▶ **What to do**: Would you write out the entries below, every one of them, exactly?

▶ **Materials provided**:
◇ ◇ ◇ ◇

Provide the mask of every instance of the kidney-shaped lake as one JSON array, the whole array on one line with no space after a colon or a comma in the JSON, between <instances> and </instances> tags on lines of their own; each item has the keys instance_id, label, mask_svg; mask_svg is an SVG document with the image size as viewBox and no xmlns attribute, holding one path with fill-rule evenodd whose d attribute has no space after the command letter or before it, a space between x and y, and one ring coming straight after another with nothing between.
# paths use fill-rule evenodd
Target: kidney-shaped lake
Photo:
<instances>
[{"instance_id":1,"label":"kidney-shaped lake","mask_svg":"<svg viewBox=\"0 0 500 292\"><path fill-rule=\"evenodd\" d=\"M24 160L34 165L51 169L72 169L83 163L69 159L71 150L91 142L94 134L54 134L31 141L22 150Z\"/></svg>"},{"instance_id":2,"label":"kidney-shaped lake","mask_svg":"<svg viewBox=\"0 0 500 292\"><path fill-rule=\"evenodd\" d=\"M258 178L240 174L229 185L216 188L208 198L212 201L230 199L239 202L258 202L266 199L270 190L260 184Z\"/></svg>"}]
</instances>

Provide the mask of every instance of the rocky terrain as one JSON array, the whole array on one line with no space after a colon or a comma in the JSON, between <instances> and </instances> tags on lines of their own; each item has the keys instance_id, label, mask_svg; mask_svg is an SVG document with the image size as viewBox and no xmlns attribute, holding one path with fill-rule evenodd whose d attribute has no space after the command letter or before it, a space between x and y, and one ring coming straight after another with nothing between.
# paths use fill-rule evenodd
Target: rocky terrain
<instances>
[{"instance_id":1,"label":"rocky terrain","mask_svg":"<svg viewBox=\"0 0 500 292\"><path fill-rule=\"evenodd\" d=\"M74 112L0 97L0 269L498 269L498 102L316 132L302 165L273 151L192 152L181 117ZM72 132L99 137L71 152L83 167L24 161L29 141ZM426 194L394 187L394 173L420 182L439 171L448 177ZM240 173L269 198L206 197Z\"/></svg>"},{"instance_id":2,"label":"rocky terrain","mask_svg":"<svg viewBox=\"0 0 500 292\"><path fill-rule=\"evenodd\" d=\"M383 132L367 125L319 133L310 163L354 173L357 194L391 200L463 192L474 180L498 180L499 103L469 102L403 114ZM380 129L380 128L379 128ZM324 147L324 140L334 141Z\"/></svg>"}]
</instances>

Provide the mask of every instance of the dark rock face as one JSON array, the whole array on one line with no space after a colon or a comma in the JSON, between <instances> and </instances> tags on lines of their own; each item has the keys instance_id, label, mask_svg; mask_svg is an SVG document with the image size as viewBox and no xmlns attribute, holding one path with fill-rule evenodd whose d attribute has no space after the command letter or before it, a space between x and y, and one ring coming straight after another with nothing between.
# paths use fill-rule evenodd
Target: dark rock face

◇ ◇ ◇ ◇

▶ **Exercise solution**:
Provide the mask of every instance of the kidney-shaped lake as one JSON array, the whole array on one line with no space after a colon or a comma in the JSON, between <instances> and </instances> tags on lines of their own; each item has the keys instance_id, label, mask_svg; mask_svg is an SVG document with the image size as viewBox and no xmlns attribute, holding one path with fill-rule evenodd whose d attribute has no space after the command letter or before it, a space between x and y, and one ring coming straight after another with nothing between.
# paths use fill-rule evenodd
Target: kidney-shaped lake
Photo:
<instances>
[{"instance_id":1,"label":"kidney-shaped lake","mask_svg":"<svg viewBox=\"0 0 500 292\"><path fill-rule=\"evenodd\" d=\"M24 160L34 165L51 169L72 169L83 163L69 159L71 150L91 142L94 134L54 134L31 141L22 150Z\"/></svg>"},{"instance_id":2,"label":"kidney-shaped lake","mask_svg":"<svg viewBox=\"0 0 500 292\"><path fill-rule=\"evenodd\" d=\"M258 178L240 174L229 185L216 188L208 198L212 201L230 199L239 202L258 202L266 199L270 190L260 184Z\"/></svg>"}]
</instances>

Provide the mask of every instance of the rocky terrain as one JSON array, the whole array on one line with no space after a colon or a comma in the JSON, between <instances> and </instances> tags on lines of their own; each item has the keys instance_id, label, mask_svg; mask_svg is an SVG document with the image size as viewBox and no xmlns attribute, holding one path with fill-rule evenodd whose d attribute has no space after the command letter or before it, a space between x and y, and one ring coming straight after another with nothing between.
# paths use fill-rule evenodd
Target: rocky terrain
<instances>
[{"instance_id":1,"label":"rocky terrain","mask_svg":"<svg viewBox=\"0 0 500 292\"><path fill-rule=\"evenodd\" d=\"M74 112L0 97L0 269L498 269L498 102L316 132L302 165L273 151L192 152L181 117ZM72 132L99 137L71 152L83 167L24 161L29 141ZM426 194L394 187L394 173L420 182L439 171L448 177ZM240 173L269 198L206 197Z\"/></svg>"},{"instance_id":2,"label":"rocky terrain","mask_svg":"<svg viewBox=\"0 0 500 292\"><path fill-rule=\"evenodd\" d=\"M383 132L367 125L319 133L310 163L354 173L357 194L391 200L463 192L474 180L498 180L499 103L469 102L403 114ZM380 129L380 128L379 128ZM324 147L324 140L334 141Z\"/></svg>"}]
</instances>

Provide the mask of every instance of the dark rock face as one JSON array, the whole array on one line with no space after a colon or a comma in the JSON, between <instances> and </instances> tags on lines of their own; each item has the keys instance_id, label, mask_svg; mask_svg is an SVG document with the image size as viewBox and no xmlns attribute, holding one path with fill-rule evenodd whose d attribute has no space after the command letter or before it, a space between x and y, and one ring coming straight after another with nothing between.
# paths use fill-rule evenodd
Target: dark rock face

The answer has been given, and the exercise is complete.